Passage to read:
========================

- Battle of the Gianh River (1643): Part of Trịnh–Nguyễn War
| Date | 7 July 1643 |
| Location | Gianh River, Ba Đồn, Gulf of Tonkin17°35′25″N 106°42′10″E﻿ / ﻿17.59028°N 106.70278°E |
| Result | Nguyễn victory |

Belligerents
- Dutch East India Company: Nguyễn domain of Đàng Trong

Commanders and leaders
- Pieter Baeck † Jan Erntsen †: Nguyễn Phúc Tần

Strength
- 3 ships: 50–60 junks

Casualties and losses
- 100 dead, 7 captured and 2 ships sunk: 7 junks sunk or damaged, 800 dead

= Battle of the Gianh River (1643) =

1643 naval battle

The Battle of the Gianh River was a naval clash between the Dutch East India Company (VOC) navy and the Vietnamese Nguyen navy that took place off the coast of Gulf of Tonkin, at the mouth of the Gianh River. The Dutch fleet was in coordination with the northern lord Trịnh Tráng to assault the Nguyens in the south, but a Nguyen fleet commanded by prince Nguyễn Phúc Tần pursued the Dutch fleet and engaged them on the Gianh River, resulting in a Nguyen victory.

==Background==

The Dutch East India Company (VOC) had conflicted with Nguyen-ruled Cochinchina (southern Dai Viet) since 1641 because of their alliance with the Trinh lords in the north, who were fighting in a civil war against their rivals, the Nguyen clan in the south. As the two domains' war raged, lord Trịnh Tráng welcomed the VOC arrival in northern Dai Viet in 1637, while the Nguyens were hostile to the Dutch but allied with the Dutch's main rival, the Portuguese. In 1639, Trịnh Tráng sent his envoys to van Diemen's VOC base in Batavia, seeking to establish a military alliance with the Company in exchange for Dutch trading privileges in his Tonkin domain. In the same year, he also sent letter to the Dutch governor of Formosa, Van der Burch, to assist his military campaign against the formidable Nguyen. Finally, as tensions mounted between the Nguyen domain and the company (the Nguyen jailed several Dutch representatives and sailors), the VOC headquarters in Batavia agreed to ally with the Trinh lords and began to get involved in the war. In late May 1642, five VOC warships with 222 men led by Jan van Linga raided the central Vietnam coast possessed by the Nguyen domain, burned houses, and seized civilians as hostages before heading north to join with the Trinh army. At the Chàm Island off the coast of Quảng Nam, the VOC fleet was repulsed, with ten casualties and its captain Jacob van Liesvelt killed. The Nguyen lords then finally released all Dutch captives in the next year. 50 Dutch prisoners, along with captain Joris Welten, were allowed to sail back to Java on 19 May 1643 on a junk, but two days later a Portuguese warship attacked the junk, killing 32 Dutchmen. 14 were able to survive, and only one made it back to Batavia.

========================

Problem set:
1 – In the Gianh River battle article, who led the five VOC warships that raided the central Vietnam coast in late May 1642?
2 – Carry on the Gianh River battle article, starting after its final sentence.

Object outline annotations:
========================

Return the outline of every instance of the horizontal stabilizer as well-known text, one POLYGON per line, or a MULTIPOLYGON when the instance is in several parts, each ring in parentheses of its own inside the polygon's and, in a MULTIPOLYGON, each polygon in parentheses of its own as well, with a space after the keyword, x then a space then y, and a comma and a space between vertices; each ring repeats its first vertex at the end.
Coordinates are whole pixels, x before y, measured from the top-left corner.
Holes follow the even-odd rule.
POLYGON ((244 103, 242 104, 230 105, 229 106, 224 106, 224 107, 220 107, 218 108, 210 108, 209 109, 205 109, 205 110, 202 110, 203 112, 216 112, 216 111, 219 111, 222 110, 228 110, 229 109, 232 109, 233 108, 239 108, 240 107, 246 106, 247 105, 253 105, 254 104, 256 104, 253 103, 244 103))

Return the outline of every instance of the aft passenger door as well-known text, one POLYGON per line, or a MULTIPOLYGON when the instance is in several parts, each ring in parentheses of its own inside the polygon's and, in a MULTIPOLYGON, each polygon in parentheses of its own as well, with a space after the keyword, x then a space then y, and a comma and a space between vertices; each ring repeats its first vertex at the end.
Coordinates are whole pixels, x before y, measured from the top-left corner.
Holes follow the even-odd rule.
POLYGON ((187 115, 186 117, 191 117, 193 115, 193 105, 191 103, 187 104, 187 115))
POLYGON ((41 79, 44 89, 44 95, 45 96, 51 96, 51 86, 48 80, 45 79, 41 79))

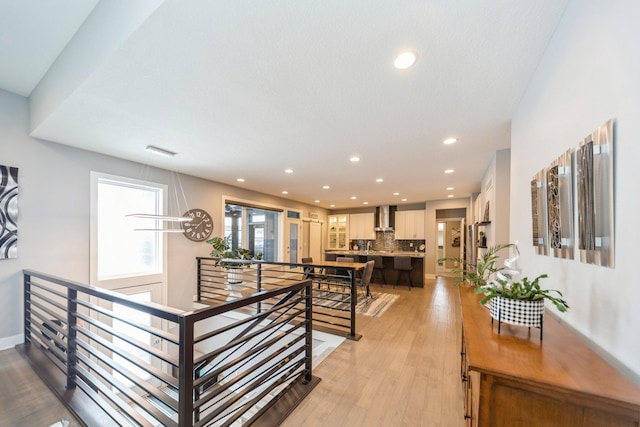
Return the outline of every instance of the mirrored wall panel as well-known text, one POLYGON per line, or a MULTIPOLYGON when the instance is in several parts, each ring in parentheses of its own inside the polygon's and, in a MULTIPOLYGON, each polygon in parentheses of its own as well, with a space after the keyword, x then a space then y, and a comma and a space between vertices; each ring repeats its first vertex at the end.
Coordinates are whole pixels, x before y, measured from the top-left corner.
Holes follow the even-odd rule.
POLYGON ((614 266, 613 140, 609 120, 576 151, 576 202, 580 261, 614 266))
POLYGON ((538 172, 531 180, 531 226, 533 246, 538 255, 548 255, 547 170, 538 172))
POLYGON ((550 254, 573 259, 573 150, 567 150, 547 169, 547 212, 550 254))

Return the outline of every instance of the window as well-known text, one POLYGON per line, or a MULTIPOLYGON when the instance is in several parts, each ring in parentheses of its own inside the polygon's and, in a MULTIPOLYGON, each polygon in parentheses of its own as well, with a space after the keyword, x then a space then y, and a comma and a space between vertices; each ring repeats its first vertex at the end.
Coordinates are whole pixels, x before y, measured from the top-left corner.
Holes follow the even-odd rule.
POLYGON ((278 222, 280 211, 227 202, 224 235, 231 236, 231 248, 247 248, 265 261, 278 258, 278 222))
POLYGON ((164 186, 97 175, 95 191, 97 280, 162 273, 162 233, 136 231, 162 228, 162 224, 127 215, 162 215, 164 186))

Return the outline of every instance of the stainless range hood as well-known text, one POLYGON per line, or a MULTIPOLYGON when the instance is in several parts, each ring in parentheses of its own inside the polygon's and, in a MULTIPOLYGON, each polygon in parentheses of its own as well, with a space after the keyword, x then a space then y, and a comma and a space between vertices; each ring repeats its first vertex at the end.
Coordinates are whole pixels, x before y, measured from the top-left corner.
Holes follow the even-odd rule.
POLYGON ((397 206, 378 206, 376 208, 375 231, 393 231, 397 206))

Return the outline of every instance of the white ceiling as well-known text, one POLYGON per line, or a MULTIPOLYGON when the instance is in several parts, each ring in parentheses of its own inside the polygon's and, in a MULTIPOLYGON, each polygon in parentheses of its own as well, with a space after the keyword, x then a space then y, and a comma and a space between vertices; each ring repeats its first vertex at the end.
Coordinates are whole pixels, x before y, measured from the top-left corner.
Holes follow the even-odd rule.
POLYGON ((468 197, 567 1, 0 0, 0 88, 34 137, 324 208, 468 197))

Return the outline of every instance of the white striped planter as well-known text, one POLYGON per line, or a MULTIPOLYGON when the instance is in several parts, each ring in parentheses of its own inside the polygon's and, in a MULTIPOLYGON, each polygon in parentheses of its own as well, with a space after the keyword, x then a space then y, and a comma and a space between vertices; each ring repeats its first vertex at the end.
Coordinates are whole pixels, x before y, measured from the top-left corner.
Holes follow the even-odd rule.
POLYGON ((512 325, 542 327, 544 300, 527 301, 496 297, 489 307, 491 317, 512 325))

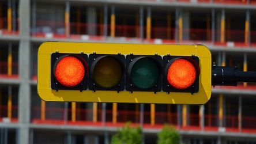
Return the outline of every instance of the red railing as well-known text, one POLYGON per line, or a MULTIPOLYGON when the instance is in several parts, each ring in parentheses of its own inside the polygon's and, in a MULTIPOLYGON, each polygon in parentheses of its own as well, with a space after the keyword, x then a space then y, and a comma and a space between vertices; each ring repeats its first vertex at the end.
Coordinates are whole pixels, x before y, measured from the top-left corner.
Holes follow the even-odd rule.
MULTIPOLYGON (((103 24, 86 24, 82 22, 70 23, 70 35, 68 37, 65 32, 65 24, 58 21, 37 21, 33 36, 50 38, 70 38, 85 40, 104 40, 104 25, 103 24), (91 29, 91 30, 90 30, 91 29)), ((110 25, 107 25, 107 36, 110 36, 110 25)), ((161 43, 175 43, 175 28, 152 26, 150 29, 150 39, 146 38, 146 28, 144 27, 144 39, 145 41, 157 43, 156 39, 161 40, 161 43), (171 41, 170 41, 171 40, 171 41)), ((115 37, 125 37, 125 40, 130 38, 140 38, 140 28, 137 25, 116 25, 115 37)), ((244 30, 226 29, 224 33, 224 41, 221 42, 220 30, 214 31, 214 44, 225 47, 249 47, 246 41, 244 30)), ((180 43, 212 43, 212 31, 211 29, 190 28, 182 29, 182 39, 180 43)), ((250 32, 251 46, 256 47, 256 32, 250 32)))
POLYGON ((12 29, 10 31, 8 31, 8 23, 7 18, 0 17, 0 31, 1 35, 18 35, 19 33, 19 22, 18 18, 16 18, 16 29, 13 29, 13 25, 12 25, 13 23, 12 22, 12 29))
POLYGON ((12 105, 11 111, 11 118, 8 118, 8 107, 5 105, 0 105, 0 122, 7 119, 8 122, 18 122, 18 106, 12 105))
POLYGON ((247 5, 247 4, 256 4, 256 1, 250 0, 250 3, 248 3, 249 0, 163 0, 164 2, 206 2, 214 3, 225 3, 231 5, 247 5))
MULTIPOLYGON (((6 107, 6 106, 5 106, 6 107)), ((3 106, 2 107, 5 107, 3 106)), ((2 109, 2 117, 5 117, 6 109, 2 109)), ((77 108, 76 110, 76 120, 71 120, 71 109, 67 109, 65 112, 63 108, 46 107, 45 113, 45 119, 41 119, 41 108, 33 107, 31 112, 32 123, 38 124, 96 124, 101 126, 102 113, 101 109, 97 110, 97 122, 92 122, 93 111, 91 109, 77 108), (66 120, 65 120, 66 118, 66 120)), ((116 123, 112 123, 112 110, 107 109, 106 111, 106 123, 107 126, 119 126, 120 124, 130 122, 133 124, 138 124, 140 122, 140 112, 135 111, 118 110, 116 115, 116 123)), ((1 117, 0 116, 0 117, 1 117)), ((144 112, 144 124, 146 128, 158 128, 159 126, 163 126, 168 123, 174 126, 178 125, 178 115, 175 112, 167 113, 164 112, 155 112, 155 124, 150 124, 150 112, 145 111, 144 112)), ((182 116, 182 115, 180 115, 182 116)), ((198 130, 202 128, 201 118, 199 113, 188 113, 187 115, 187 123, 186 126, 183 125, 183 119, 180 119, 180 122, 182 129, 187 130, 198 130)), ((238 116, 223 116, 222 120, 219 119, 218 115, 204 115, 204 127, 205 131, 218 131, 220 122, 222 121, 221 127, 225 128, 226 131, 238 132, 239 119, 238 116)), ((242 131, 256 132, 256 117, 242 116, 241 124, 242 131)), ((96 126, 95 125, 95 126, 96 126)))

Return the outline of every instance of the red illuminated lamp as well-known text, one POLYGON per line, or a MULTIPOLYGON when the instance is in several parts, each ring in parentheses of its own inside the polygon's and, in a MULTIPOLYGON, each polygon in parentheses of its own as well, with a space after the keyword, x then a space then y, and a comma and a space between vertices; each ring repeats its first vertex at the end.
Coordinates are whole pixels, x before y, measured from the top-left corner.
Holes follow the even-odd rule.
POLYGON ((63 58, 58 63, 55 76, 62 85, 74 86, 82 81, 85 72, 84 65, 81 60, 69 56, 63 58))
POLYGON ((169 92, 197 93, 199 92, 200 67, 198 56, 164 56, 165 65, 163 90, 169 92))
POLYGON ((190 62, 178 59, 170 66, 167 81, 175 88, 186 89, 194 83, 196 74, 195 69, 190 62))

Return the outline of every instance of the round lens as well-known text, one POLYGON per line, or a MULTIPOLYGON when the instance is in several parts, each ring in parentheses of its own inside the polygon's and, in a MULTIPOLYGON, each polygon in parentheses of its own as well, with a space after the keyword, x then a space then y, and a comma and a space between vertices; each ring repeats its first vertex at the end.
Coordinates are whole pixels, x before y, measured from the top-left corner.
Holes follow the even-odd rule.
POLYGON ((104 56, 95 62, 96 63, 92 68, 92 78, 97 85, 110 88, 120 82, 123 70, 117 59, 111 56, 104 56))
POLYGON ((195 77, 194 65, 186 59, 178 59, 169 67, 167 81, 175 88, 186 89, 194 83, 195 77))
POLYGON ((154 86, 159 78, 159 67, 152 59, 142 58, 137 60, 130 71, 131 83, 141 89, 148 89, 154 86))
POLYGON ((74 86, 83 79, 85 69, 77 58, 67 56, 61 59, 57 65, 55 76, 57 80, 66 86, 74 86))

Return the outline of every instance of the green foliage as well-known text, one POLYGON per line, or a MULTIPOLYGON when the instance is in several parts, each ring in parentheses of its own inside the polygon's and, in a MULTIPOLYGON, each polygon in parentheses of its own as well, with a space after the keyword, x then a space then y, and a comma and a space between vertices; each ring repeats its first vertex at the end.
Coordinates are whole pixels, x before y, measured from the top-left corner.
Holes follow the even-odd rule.
POLYGON ((168 124, 164 126, 157 136, 157 144, 177 144, 180 138, 174 127, 168 124))
POLYGON ((113 135, 110 144, 141 144, 142 136, 142 130, 140 127, 130 127, 130 123, 127 123, 113 135))

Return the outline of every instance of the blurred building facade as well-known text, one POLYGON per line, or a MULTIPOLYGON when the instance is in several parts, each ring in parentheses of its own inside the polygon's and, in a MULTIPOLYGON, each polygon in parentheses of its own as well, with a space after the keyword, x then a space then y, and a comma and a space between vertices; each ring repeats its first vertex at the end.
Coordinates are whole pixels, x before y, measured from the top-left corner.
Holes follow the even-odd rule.
POLYGON ((128 121, 144 143, 165 123, 184 143, 256 143, 255 84, 216 86, 204 105, 44 102, 37 51, 48 40, 202 44, 216 65, 256 71, 255 0, 1 1, 0 144, 108 143, 128 121))

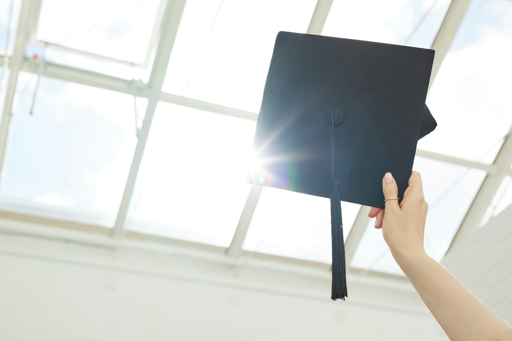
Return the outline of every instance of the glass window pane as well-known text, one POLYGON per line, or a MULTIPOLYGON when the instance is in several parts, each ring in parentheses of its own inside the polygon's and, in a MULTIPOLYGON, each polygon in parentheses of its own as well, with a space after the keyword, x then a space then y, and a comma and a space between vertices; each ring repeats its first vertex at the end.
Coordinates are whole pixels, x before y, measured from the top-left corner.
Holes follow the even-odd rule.
POLYGON ((430 48, 451 0, 334 0, 322 35, 430 48))
MULTIPOLYGON (((116 61, 31 44, 27 45, 25 55, 31 58, 27 61, 28 62, 35 62, 42 56, 46 62, 129 80, 140 79, 142 81, 147 82, 151 73, 151 69, 149 68, 134 68, 116 61)), ((150 63, 151 63, 150 61, 150 63)))
POLYGON ((503 210, 512 204, 512 178, 508 175, 503 178, 501 184, 498 188, 494 198, 490 202, 490 205, 487 208, 485 215, 482 221, 480 222, 480 227, 484 226, 489 222, 491 218, 500 214, 503 210))
MULTIPOLYGON (((345 238, 360 207, 342 203, 345 238)), ((244 249, 330 264, 331 245, 330 199, 270 187, 263 189, 244 249)))
MULTIPOLYGON (((425 226, 425 250, 439 261, 444 255, 486 173, 430 159, 416 157, 413 168, 421 174, 429 212, 425 226)), ((380 230, 366 231, 352 259, 355 268, 401 274, 391 256, 380 230)))
POLYGON ((163 91, 259 112, 278 33, 306 33, 316 4, 187 0, 163 91))
POLYGON ((78 51, 142 63, 160 2, 43 0, 36 38, 78 51))
POLYGON ((21 0, 0 1, 0 54, 1 55, 12 54, 21 6, 21 0))
POLYGON ((159 103, 129 229, 228 246, 250 186, 255 122, 159 103))
POLYGON ((2 182, 4 208, 111 227, 137 142, 133 98, 22 73, 2 182))
POLYGON ((471 2, 426 103, 438 125, 418 147, 491 163, 512 125, 512 2, 471 2))

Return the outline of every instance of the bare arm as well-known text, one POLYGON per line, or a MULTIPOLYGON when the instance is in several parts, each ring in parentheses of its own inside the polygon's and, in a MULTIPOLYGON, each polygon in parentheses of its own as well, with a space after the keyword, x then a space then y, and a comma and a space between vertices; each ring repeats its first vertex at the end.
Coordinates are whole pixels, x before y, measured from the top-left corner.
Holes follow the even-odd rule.
MULTIPOLYGON (((382 179, 382 190, 385 198, 398 196, 390 173, 382 179)), ((425 253, 428 208, 421 176, 413 172, 399 205, 396 199, 387 200, 385 209, 372 207, 368 216, 376 218, 375 228, 382 228, 395 260, 450 340, 490 341, 510 326, 425 253)))

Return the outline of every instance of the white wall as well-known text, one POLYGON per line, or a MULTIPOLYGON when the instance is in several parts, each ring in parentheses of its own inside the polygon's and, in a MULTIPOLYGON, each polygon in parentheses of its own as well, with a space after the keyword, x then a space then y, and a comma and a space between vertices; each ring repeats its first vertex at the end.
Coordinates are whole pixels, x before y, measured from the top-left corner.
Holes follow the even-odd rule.
MULTIPOLYGON (((333 302, 328 292, 286 295, 233 277, 231 285, 142 271, 142 263, 195 270, 167 254, 153 255, 151 265, 130 252, 0 234, 0 340, 447 339, 426 310, 372 306, 355 285, 355 297, 333 302)), ((383 292, 400 297, 392 291, 383 292)))

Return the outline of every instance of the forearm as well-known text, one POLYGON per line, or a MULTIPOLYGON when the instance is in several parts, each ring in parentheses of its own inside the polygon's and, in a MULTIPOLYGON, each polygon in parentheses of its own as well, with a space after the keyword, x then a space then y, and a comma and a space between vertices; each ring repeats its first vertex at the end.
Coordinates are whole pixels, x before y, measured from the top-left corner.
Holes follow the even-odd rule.
POLYGON ((424 252, 393 256, 452 341, 490 341, 510 328, 424 252))

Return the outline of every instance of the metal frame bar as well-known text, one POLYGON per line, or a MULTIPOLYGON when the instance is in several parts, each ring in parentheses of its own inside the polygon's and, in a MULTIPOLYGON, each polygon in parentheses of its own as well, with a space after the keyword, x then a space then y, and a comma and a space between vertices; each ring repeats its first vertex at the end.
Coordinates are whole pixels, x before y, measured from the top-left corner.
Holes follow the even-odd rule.
POLYGON ((244 244, 244 241, 245 240, 245 236, 249 229, 249 226, 251 224, 252 216, 256 210, 256 206, 258 206, 263 189, 263 187, 261 186, 252 185, 251 187, 251 190, 247 196, 247 199, 245 201, 245 205, 244 206, 242 214, 240 215, 237 229, 235 230, 233 238, 231 240, 231 245, 226 250, 226 254, 230 257, 238 257, 242 253, 242 246, 244 244))
POLYGON ((135 186, 135 181, 139 173, 140 162, 142 160, 142 155, 147 141, 150 129, 155 115, 155 110, 161 97, 162 84, 163 83, 165 71, 169 63, 170 53, 173 50, 174 40, 178 32, 178 28, 181 19, 185 0, 172 0, 169 3, 164 16, 164 26, 162 34, 160 35, 158 48, 155 56, 155 62, 150 76, 149 100, 144 117, 142 126, 139 133, 139 140, 134 154, 132 166, 124 187, 124 193, 119 206, 112 236, 115 238, 120 238, 123 236, 124 222, 126 220, 128 207, 130 205, 132 195, 135 186))
POLYGON ((349 235, 347 236, 347 240, 345 241, 345 263, 349 269, 351 268, 350 262, 355 254, 362 235, 365 234, 366 227, 368 226, 368 222, 370 221, 370 217, 368 217, 369 210, 369 206, 361 205, 349 232, 349 235))
POLYGON ((327 15, 331 10, 333 0, 318 0, 315 11, 311 17, 309 27, 306 33, 309 34, 322 34, 322 31, 327 19, 327 15))
POLYGON ((485 177, 465 217, 462 220, 455 236, 452 241, 447 253, 454 246, 478 228, 479 224, 490 205, 501 182, 505 176, 510 174, 512 163, 512 129, 507 135, 493 165, 497 172, 485 177))
POLYGON ((27 38, 29 26, 29 20, 31 11, 34 10, 32 0, 23 0, 19 12, 19 19, 16 33, 16 41, 12 57, 9 60, 9 68, 10 73, 7 88, 6 91, 5 101, 4 103, 4 110, 2 111, 2 123, 0 123, 0 174, 4 165, 5 157, 6 147, 7 144, 7 135, 11 122, 12 105, 14 101, 16 93, 16 86, 18 82, 18 75, 23 62, 27 46, 27 38))
POLYGON ((460 23, 462 22, 467 7, 470 6, 471 0, 452 0, 448 10, 444 15, 439 30, 437 31, 436 38, 432 43, 432 50, 436 51, 434 58, 434 63, 432 65, 432 72, 430 75, 430 82, 429 84, 429 89, 430 89, 434 82, 434 79, 437 75, 439 71, 441 63, 442 62, 450 49, 453 38, 455 37, 460 23))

========================

Results for each task:
1 – Jan van Linga

2 –
In January 1643, five VOC warships with 290 soldiers and sailors from Formosa, led by general Johannes Lamotius, arrived at Tonkin, expected to join with the Trinh army to attack Cochinchina later that year. However, after five days, the Dutch withdrew and left one ship to support the Trinh after acknowledging that the lord was not eager to launch the campaign during the spring season. In the summer, Batavia sent three warships, Wijdenes, Waterhond and Vos, led by captain Pieter Baeck, to the Gianh River to join with the Trinh forces. The Trinh army, consisting of 10,000 men and a large fleet (commanded by Trịnh Tráng's son Trịnh Tạc and assisted by Issak Davids) in Hà Tĩnh, readied to attack the Nguyen once the VOC fleet arrived.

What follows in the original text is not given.